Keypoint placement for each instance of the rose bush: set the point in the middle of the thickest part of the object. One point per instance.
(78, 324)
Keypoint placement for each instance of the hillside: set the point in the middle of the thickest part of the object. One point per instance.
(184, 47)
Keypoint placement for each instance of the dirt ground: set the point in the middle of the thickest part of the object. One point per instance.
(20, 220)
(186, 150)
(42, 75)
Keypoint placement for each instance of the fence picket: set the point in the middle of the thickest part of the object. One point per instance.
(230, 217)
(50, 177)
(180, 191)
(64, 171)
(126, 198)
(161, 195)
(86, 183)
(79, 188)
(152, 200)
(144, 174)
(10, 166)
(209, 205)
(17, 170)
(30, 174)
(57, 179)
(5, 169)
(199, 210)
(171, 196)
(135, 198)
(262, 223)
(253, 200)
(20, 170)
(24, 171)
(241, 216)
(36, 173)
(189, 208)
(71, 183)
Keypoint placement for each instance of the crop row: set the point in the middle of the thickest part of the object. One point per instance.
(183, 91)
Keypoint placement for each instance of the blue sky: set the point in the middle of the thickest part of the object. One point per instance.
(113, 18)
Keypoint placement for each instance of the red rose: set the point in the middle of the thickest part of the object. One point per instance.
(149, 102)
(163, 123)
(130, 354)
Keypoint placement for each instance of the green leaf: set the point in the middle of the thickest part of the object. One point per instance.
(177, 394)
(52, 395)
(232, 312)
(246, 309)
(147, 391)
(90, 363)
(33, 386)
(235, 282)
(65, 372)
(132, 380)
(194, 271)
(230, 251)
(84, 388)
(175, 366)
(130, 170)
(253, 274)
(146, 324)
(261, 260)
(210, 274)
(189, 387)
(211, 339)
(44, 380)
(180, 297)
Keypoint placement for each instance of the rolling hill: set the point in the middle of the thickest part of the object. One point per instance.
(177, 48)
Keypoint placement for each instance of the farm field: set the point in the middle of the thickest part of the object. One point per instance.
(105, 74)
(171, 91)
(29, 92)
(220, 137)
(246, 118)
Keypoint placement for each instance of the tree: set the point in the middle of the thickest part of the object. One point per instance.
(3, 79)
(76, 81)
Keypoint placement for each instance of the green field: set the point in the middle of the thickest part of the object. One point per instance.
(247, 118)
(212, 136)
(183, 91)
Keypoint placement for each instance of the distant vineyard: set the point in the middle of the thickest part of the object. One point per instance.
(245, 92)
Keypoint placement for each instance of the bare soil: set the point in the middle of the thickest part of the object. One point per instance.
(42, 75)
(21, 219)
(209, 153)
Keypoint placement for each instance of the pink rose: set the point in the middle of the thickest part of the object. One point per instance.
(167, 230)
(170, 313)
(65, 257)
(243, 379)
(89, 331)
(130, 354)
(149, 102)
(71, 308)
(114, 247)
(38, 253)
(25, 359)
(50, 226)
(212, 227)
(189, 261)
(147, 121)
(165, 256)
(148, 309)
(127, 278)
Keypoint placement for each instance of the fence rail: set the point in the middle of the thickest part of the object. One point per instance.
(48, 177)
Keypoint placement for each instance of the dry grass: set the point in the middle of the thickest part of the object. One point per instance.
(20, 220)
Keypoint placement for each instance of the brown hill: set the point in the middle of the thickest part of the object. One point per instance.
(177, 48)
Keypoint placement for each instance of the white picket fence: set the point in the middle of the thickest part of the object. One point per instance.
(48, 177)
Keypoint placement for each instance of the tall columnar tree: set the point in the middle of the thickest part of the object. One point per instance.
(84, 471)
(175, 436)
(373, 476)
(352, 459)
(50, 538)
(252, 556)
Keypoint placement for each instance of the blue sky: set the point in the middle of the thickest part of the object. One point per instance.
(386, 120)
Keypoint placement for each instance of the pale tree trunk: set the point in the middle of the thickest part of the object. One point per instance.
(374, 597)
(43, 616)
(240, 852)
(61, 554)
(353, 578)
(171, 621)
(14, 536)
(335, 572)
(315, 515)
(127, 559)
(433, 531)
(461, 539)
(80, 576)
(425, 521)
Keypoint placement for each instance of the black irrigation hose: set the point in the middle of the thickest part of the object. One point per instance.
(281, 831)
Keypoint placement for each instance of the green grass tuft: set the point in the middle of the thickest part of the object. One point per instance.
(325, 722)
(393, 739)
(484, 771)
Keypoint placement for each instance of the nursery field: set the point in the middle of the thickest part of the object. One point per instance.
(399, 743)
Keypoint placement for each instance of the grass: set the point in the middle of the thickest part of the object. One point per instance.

-------

◆ Work required
Please output the full listing, keeping every character the same.

◆ Result
Keypoint placement for each instance of the rose bush: set the point in the middle of the thickest part of the object. One point per instance.
(78, 324)
Keypoint placement for each instance of the hillside: set the point in the middle of the thickest part of the object. One point per instance.
(184, 47)
Keypoint placement for each instance of the dirt ground: set the point in the middle of the thickest part of the object. One point per instance.
(20, 220)
(186, 150)
(42, 75)
Keypoint placement for each instance of the fence picket: set the point in the middle of the thickest part of the object. One point per instance.
(230, 217)
(50, 177)
(180, 191)
(64, 171)
(126, 198)
(161, 195)
(86, 183)
(79, 188)
(152, 200)
(144, 174)
(10, 166)
(209, 205)
(17, 170)
(30, 174)
(57, 179)
(5, 169)
(199, 210)
(171, 196)
(135, 198)
(262, 223)
(253, 200)
(20, 170)
(24, 171)
(241, 216)
(36, 173)
(189, 208)
(71, 183)
Keypoint placement for each instance of the crop row: set the point in the middle of the thickest part of the object. One point per instance.
(183, 91)
Keypoint placement for each instance of the blue sky: set the point in the middle of the thickest part of the object. One point per instance.
(113, 18)
Keypoint placement for each instance of the red rose: set the point in the middle of the thickest part of the object. One point per instance.
(149, 102)
(163, 123)
(130, 354)
Keypoint placement for each instance of the green leaf: set the point in the middle of the thickest part of the object. One point per instance.
(177, 394)
(52, 395)
(232, 312)
(246, 309)
(147, 391)
(90, 363)
(33, 386)
(235, 282)
(65, 372)
(132, 380)
(194, 271)
(230, 251)
(84, 388)
(175, 366)
(130, 170)
(253, 274)
(146, 324)
(261, 260)
(210, 274)
(189, 387)
(211, 339)
(44, 380)
(180, 297)
Keypoint placement for each instance of the rolling hill: set the point in the middle of the thickest part of the object. One point per instance.
(177, 48)
Keypoint placement for each instance of the farm field: set the point in the middle of the thickest part of the object. One point per instance.
(105, 74)
(171, 91)
(29, 92)
(220, 137)
(246, 118)
Keypoint placement for each instance of the tree: set the point in the middle of the thickest part of the object. One point per instance.
(3, 79)
(76, 81)
Keypoint placement for each instance of the green field: set the point in the middle of the thickest part of the object. One point per instance.
(247, 118)
(212, 136)
(183, 91)
Keypoint placement for each instance of the distant vineyard: set the point in the middle of the thickest part of the object. One point per instance.
(245, 92)
Keypoint placement for each instance of the bare soil: set the point in the middle of the thickest part of the object. One point per instance.
(42, 75)
(21, 219)
(209, 153)
Keypoint placement for each instance of the pink rose: set the point in the middle of the thickest part of the object. One point per instance.
(167, 230)
(170, 313)
(65, 257)
(243, 379)
(89, 331)
(130, 354)
(149, 102)
(71, 308)
(114, 247)
(38, 253)
(25, 359)
(50, 226)
(212, 227)
(189, 261)
(147, 121)
(165, 256)
(148, 309)
(127, 278)
Keypoint placement for each instance of the fence rail: set the point in the middle of the thickest part of the object. One point per instance.
(48, 177)
Keypoint placement for each instance of the dry grass: set the point in the middle of the thickest part of the object. One point per instance.
(20, 220)
Keypoint placement for each instance of the brown hill: set the point in the middle of the thickest part of the object. One point per instance.
(177, 48)
Keypoint placement for each instance of the white picket fence: set the point in the middle of the thickest part of the object. One point per instance.
(48, 177)
Keypoint placement for each instance of the tall columnar tree: set the point in the middle of the thickest part of the object. One point per instance.
(84, 471)
(175, 436)
(373, 476)
(352, 459)
(50, 538)
(252, 556)
Keypoint placement for each instance of the blue sky: set the point in the middle of the thickest part of the object. One point per instance.
(386, 120)
Keypoint placement for each instance of the pale tree trunk: set the point in the middle of the thickest part of the object. One point per instance.
(374, 597)
(43, 616)
(240, 852)
(61, 554)
(353, 578)
(171, 621)
(14, 536)
(335, 572)
(315, 515)
(127, 559)
(433, 531)
(461, 539)
(80, 576)
(425, 521)
Keypoint placement for each instance of the black irrigation hose: set the point in the middle of the thickest part of the object. One point per instance.
(281, 831)
Keypoint placement for each instance of the green grass tuft: set the point in the middle of the thickest part of the object. One point per instance.
(325, 722)
(393, 739)
(484, 771)
Keypoint placement for each instance of the nursery field: set the point in the middle of the thickest part of the object. One point per instance.
(399, 743)
Keypoint placement for each instance of the grass: set the point in the middle of the thickest part of the object. One point per instance.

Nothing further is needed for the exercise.